**Exercise brief:** Copy out the items below with every "single dot" changed to "single point" and everything else left the same. Omit the pictures.

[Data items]
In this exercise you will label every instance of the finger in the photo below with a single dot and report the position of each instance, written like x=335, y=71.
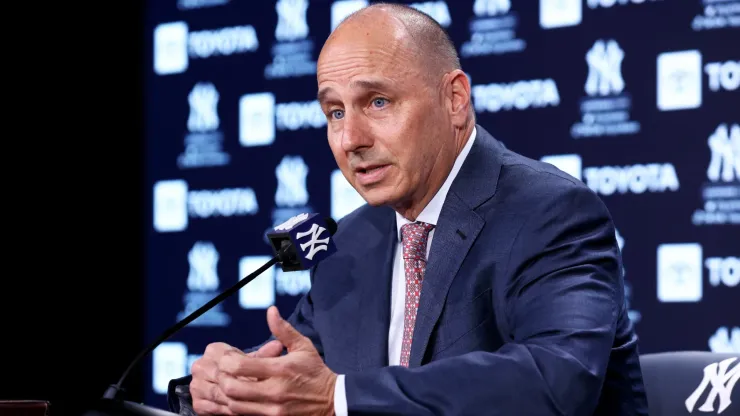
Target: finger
x=205, y=368
x=259, y=367
x=207, y=408
x=285, y=333
x=217, y=349
x=272, y=349
x=256, y=408
x=240, y=389
x=204, y=390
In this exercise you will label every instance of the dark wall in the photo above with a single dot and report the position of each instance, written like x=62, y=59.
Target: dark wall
x=71, y=294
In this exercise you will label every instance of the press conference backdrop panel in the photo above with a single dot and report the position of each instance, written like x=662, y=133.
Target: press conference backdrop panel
x=637, y=98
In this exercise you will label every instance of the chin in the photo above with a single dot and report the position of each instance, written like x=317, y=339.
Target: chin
x=376, y=197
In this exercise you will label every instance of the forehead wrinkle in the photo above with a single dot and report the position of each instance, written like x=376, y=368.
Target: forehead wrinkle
x=389, y=64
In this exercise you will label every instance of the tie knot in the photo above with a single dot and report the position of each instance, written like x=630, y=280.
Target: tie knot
x=414, y=236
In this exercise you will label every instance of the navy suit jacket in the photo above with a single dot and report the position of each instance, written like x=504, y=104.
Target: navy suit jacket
x=522, y=308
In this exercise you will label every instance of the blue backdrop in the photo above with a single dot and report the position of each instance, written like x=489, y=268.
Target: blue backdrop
x=639, y=99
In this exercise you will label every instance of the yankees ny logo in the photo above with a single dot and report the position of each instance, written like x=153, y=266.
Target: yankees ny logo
x=203, y=100
x=722, y=382
x=292, y=24
x=604, y=68
x=724, y=144
x=203, y=259
x=315, y=244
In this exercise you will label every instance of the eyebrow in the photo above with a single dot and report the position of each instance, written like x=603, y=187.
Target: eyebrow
x=363, y=84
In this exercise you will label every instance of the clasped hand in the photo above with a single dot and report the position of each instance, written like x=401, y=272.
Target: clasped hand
x=226, y=381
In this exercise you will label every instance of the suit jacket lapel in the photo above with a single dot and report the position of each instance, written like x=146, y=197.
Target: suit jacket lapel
x=456, y=231
x=374, y=270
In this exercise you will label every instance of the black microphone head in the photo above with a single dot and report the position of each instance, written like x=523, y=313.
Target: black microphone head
x=331, y=225
x=303, y=241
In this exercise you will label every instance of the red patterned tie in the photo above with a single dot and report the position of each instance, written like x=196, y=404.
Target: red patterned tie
x=414, y=238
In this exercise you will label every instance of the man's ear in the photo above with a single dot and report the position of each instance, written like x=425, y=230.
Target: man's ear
x=459, y=96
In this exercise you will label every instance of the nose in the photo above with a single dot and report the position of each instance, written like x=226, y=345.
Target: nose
x=354, y=133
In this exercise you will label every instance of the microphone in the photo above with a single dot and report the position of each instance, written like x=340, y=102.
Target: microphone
x=298, y=244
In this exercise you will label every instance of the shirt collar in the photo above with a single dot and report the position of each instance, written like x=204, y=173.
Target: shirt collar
x=430, y=213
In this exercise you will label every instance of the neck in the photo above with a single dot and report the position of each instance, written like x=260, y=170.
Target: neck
x=442, y=166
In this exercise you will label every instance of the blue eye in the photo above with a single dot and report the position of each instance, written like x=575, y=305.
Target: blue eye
x=378, y=102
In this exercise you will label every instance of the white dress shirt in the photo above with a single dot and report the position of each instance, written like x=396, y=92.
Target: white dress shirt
x=429, y=215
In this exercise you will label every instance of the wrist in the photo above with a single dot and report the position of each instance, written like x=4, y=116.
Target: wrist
x=332, y=386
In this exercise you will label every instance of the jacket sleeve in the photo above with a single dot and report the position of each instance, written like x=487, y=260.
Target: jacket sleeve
x=178, y=392
x=563, y=298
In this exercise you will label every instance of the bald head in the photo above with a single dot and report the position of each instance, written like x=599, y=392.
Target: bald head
x=414, y=32
x=396, y=102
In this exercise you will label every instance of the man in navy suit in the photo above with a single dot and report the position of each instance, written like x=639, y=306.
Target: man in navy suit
x=474, y=282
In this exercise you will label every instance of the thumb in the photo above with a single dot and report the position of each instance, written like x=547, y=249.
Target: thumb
x=285, y=333
x=271, y=349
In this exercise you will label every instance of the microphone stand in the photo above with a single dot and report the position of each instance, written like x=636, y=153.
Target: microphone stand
x=113, y=404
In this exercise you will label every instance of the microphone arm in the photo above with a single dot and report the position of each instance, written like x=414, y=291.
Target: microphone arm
x=286, y=253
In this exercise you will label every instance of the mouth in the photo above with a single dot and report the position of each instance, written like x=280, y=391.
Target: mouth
x=369, y=169
x=370, y=174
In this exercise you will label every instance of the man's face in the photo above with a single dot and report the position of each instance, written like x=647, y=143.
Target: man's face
x=386, y=118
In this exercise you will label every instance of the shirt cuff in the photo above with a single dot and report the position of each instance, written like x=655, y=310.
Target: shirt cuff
x=340, y=397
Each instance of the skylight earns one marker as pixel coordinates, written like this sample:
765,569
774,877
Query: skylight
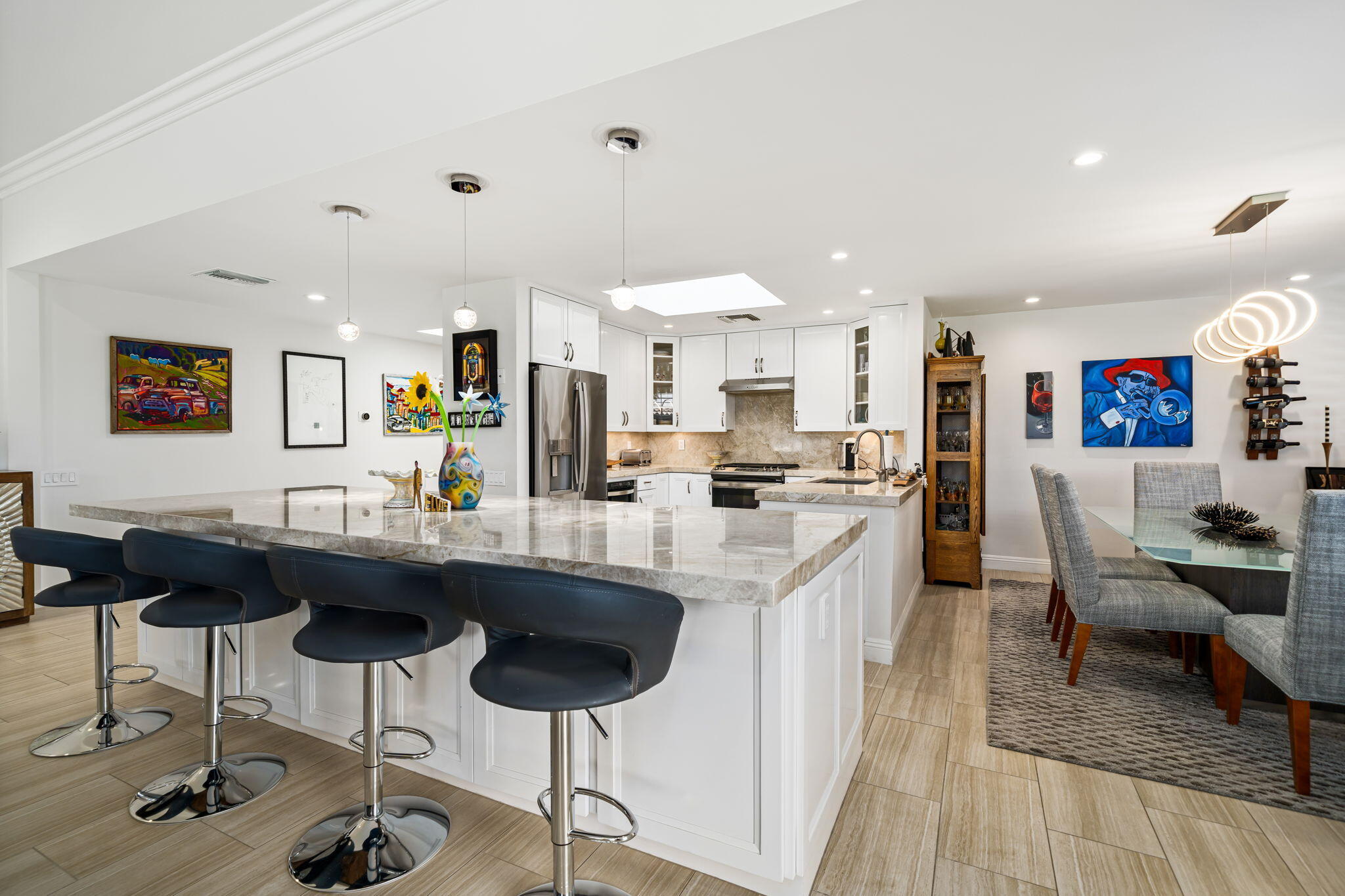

**Solution to this exercise:**
In this exercise you will label every instance of the finger in the photo below with a single point and report the position of each instance, written like x=335, y=71.
Target: finger
x=205, y=368
x=259, y=367
x=207, y=408
x=285, y=333
x=217, y=349
x=272, y=349
x=256, y=408
x=240, y=389
x=204, y=390
In this exercise you will label every instance of the dark wall in the photo above with a single point and report the position of each instance, written like x=62, y=59.
Target: dark wall
x=71, y=294
In this exercise you will label every instance of the press conference backdrop panel in the photo above with a single point and report the position of each instance, written like x=662, y=133.
Target: press conference backdrop panel
x=637, y=98
In this exercise you will label every instance of the chin in the photo above with a single point and report the position of each instance, written like x=317, y=339.
Target: chin
x=376, y=197
In this exercise you will label every instance of the forehead wrinkle in the photo above with a single point and report the position of each instance, written like x=376, y=368.
Target: forehead wrinkle
x=389, y=64
In this exercise you will label every instance of the tie knot in the photo above with a single point and report the position of each instance, written like x=630, y=280.
Target: tie knot
x=414, y=236
In this exercise you will label every instance of the navy suit jacket in the photo above with a single point and report the position of each instance, written like x=504, y=104.
Target: navy suit jacket
x=522, y=308
In this exercise you will label every instance of the blue backdrop in the photo above with a single point and report the position of each instance, written like x=489, y=268.
Target: blue backdrop
x=639, y=99
In this exercise you will label every instance of the yankees ny logo in the photo above with a single point and report the position of each instance, written like x=153, y=266.
Target: yankees ny logo
x=203, y=100
x=722, y=382
x=292, y=24
x=604, y=68
x=724, y=144
x=203, y=259
x=315, y=244
In this exercise you will label every instance of the eyebrow in the photo above with a single point and report the position of each instance, written like x=603, y=187.
Target: eyebrow
x=363, y=84
In this exercise you will label every instance of the clasped hand in the photo above with a single point and report the position of each instance, written like x=401, y=272.
Target: clasped hand
x=226, y=381
In this exercise you will label every instance of the suit jacket lapel in the photo above with a single point and report the position of each instance, written like x=146, y=197.
Target: suit jacket lapel
x=456, y=231
x=374, y=270
In this exercise you will label every instance of the black microphone head in the photo above with a single point and report the position of each instance, written like x=523, y=313.
Target: black microphone head
x=331, y=225
x=303, y=241
In this exercise you will label every instance of the red patterned tie in the photo above with a single point and report the position of each instance, written like x=196, y=404.
Target: red patterned tie
x=414, y=238
In this exercise you will label every instance of the man's ear in the photo above with a single point and report the position of each instance, written like x=425, y=230.
Target: man's ear
x=459, y=96
In this exercise you will label every instance of the nose in the photo above with a single point and report the position of each instance, written like x=226, y=345.
Target: nose
x=354, y=133
In this exercise you will label every instance of the microphone in the photo above with a single point and report the position of each instance, written like x=340, y=102.
Target: microphone
x=298, y=244
In this exercise you will label every instance of the shirt collar in the photo above with a single point and report the position of each instance, written like x=204, y=173.
Target: shirt collar
x=430, y=213
In this exercise you will label every instance of the neck in the photo above with a single point and report the position of each instance, written like x=260, y=170.
Target: neck
x=442, y=166
In this exercise you will label every instance of the blue eye in the photo above with a single point and report the position of each instance, written like x=575, y=305.
Target: blue eye
x=378, y=102
In this exercise you will label every instance of the white dress shirt in the photo above with a single point and report the position of each instance, written like x=396, y=92.
Target: white dress shirt
x=429, y=215
In this exercise you will label every instance of the wrist in the photo above with a single point and report the position of each instance, written like x=4, y=116.
Target: wrist
x=332, y=386
In this exercise you will label every instance of the jacket sleeve in the photo above with a single point and report the position of each instance, written like x=487, y=260.
Target: jacket sleeve
x=178, y=392
x=563, y=298
In this exercise you will label every instance of the bald head in the photo above with a single point and report the position of each instance, written like x=599, y=392.
Target: bald head
x=414, y=32
x=396, y=102
In this exercise you will label every instance of the man in navy suit in the photo above with a single point and report the position of each instance, written like x=639, y=306.
Target: man in navy suit
x=474, y=282
In this exercise you will label every instance of the thumb in the photo above with a single point and report the position of each instance, written like x=547, y=249.
Target: thumb
x=285, y=333
x=271, y=349
In this exercise you will label every instance of the microphone stand in the photo above with a single point and report the position of each instance, written like x=636, y=153.
Target: microphone stand
x=113, y=404
In this exercise you will label every instance of the microphone arm in the photo above with a single point and report the position of each instance, written like x=414, y=291.
Target: microphone arm
x=286, y=253
In this exercise you will label every instance of the mouth in the photo above with a single point and report the position of each instance, written like x=280, y=391.
Target: mouth
x=369, y=169
x=370, y=174
In this exercise you will label every instance of the man's face in the photo above with a single point and report the position of each instance, written like x=647, y=143.
Target: man's face
x=386, y=118
In this exercise you will label every instance of the shirt cuff in the photo above with a single point and report the position of each instance, written like x=655, y=310.
Target: shirt cuff
x=340, y=397
Each instance of the skylight earns one marker as pixel coordinates, written like this sample:
765,569
774,877
Query: skylight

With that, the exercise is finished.